[Data for analysis]
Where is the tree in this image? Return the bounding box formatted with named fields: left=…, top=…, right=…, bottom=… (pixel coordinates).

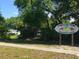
left=0, top=13, right=7, bottom=39
left=14, top=0, right=79, bottom=23
left=0, top=13, right=4, bottom=23
left=14, top=0, right=79, bottom=40
left=5, top=17, right=24, bottom=30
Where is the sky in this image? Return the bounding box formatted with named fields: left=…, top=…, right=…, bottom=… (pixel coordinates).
left=0, top=0, right=19, bottom=18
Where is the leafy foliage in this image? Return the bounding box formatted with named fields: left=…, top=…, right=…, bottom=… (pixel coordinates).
left=14, top=0, right=79, bottom=40
left=5, top=17, right=24, bottom=29
left=0, top=13, right=7, bottom=38
left=0, top=0, right=79, bottom=43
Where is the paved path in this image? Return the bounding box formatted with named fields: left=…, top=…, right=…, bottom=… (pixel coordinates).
left=0, top=42, right=79, bottom=56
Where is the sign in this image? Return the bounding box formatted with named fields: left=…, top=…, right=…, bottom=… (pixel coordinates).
left=55, top=24, right=78, bottom=34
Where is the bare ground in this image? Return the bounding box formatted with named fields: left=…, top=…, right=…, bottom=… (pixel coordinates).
left=0, top=42, right=79, bottom=56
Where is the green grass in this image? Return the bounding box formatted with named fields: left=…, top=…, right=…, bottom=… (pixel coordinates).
left=9, top=35, right=18, bottom=39
left=0, top=46, right=78, bottom=59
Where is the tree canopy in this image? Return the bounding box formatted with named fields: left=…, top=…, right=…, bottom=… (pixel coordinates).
left=5, top=17, right=24, bottom=29
left=14, top=0, right=79, bottom=40
left=0, top=13, right=4, bottom=23
left=14, top=0, right=79, bottom=23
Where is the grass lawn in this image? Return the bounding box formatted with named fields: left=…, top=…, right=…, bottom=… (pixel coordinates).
left=0, top=46, right=78, bottom=59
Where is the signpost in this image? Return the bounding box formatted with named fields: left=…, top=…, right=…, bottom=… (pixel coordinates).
left=55, top=24, right=78, bottom=46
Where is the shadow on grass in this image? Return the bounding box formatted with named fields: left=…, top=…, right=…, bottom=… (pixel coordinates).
left=0, top=38, right=79, bottom=47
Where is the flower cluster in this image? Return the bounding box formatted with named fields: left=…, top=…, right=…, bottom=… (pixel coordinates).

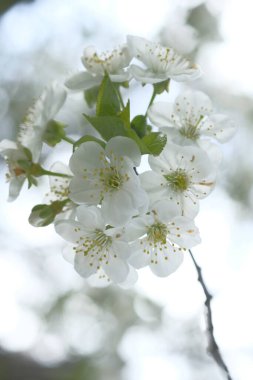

[Directions for this task] Without including any picture, print all of the entries above exactly.

[Result]
Where is the tree in this image? Return the bounding box formatted with named fields: left=…, top=…, right=…, bottom=… (pixel coordinates).

left=0, top=13, right=7, bottom=39
left=14, top=0, right=79, bottom=23
left=0, top=13, right=4, bottom=23
left=14, top=0, right=79, bottom=40
left=5, top=17, right=24, bottom=30
Where is the sky in this image? Return the bounding box formatted with named fields: left=…, top=…, right=…, bottom=… (pixel coordinates).
left=0, top=0, right=19, bottom=18
Where is the leafy foliage in this image? Return the bounding box formatted with named fields: left=…, top=…, right=…, bottom=… (pixel coordinates).
left=14, top=0, right=79, bottom=40
left=5, top=17, right=24, bottom=29
left=0, top=13, right=7, bottom=38
left=0, top=0, right=79, bottom=43
Where is the paved path in this image? Return the bounding box formatted with named fields: left=…, top=…, right=…, bottom=… (pixel coordinates).
left=0, top=42, right=79, bottom=56
Where is the sign in this image? Return the bounding box formatted with named fields: left=…, top=…, right=…, bottom=… (pixel coordinates).
left=55, top=24, right=78, bottom=34
Where is the bare ground in this image? Return the bounding box formatted with named fields: left=…, top=…, right=…, bottom=… (pixel coordinates).
left=0, top=42, right=79, bottom=56
Where is the green grass in this image? Return the bounding box formatted with named fields: left=…, top=…, right=…, bottom=… (pixel coordinates).
left=9, top=35, right=18, bottom=39
left=0, top=46, right=78, bottom=59
Where is the tree canopy in this image? Return the bounding box formatted with named fields: left=…, top=…, right=…, bottom=… (pixel coordinates).
left=5, top=17, right=24, bottom=29
left=14, top=0, right=79, bottom=40
left=0, top=13, right=4, bottom=23
left=14, top=0, right=79, bottom=23
Where is the grass lawn in this image? Return the bounding box formatted with named fields: left=…, top=…, right=…, bottom=… (pixel coordinates).
left=0, top=46, right=78, bottom=59
Where is the signpost in this image? Return the bounding box formatted with named fields: left=…, top=…, right=…, bottom=… (pixel coordinates).
left=55, top=24, right=78, bottom=46
Where is the shadow on grass in this image? Return the bounding box formatted with named fields: left=…, top=…, right=…, bottom=… (pixel coordinates).
left=0, top=38, right=79, bottom=47
Where is the flower cluster in this image? Return the bounding box formatted with named fields: left=…, top=…, right=…, bottom=… (pixel coordinates).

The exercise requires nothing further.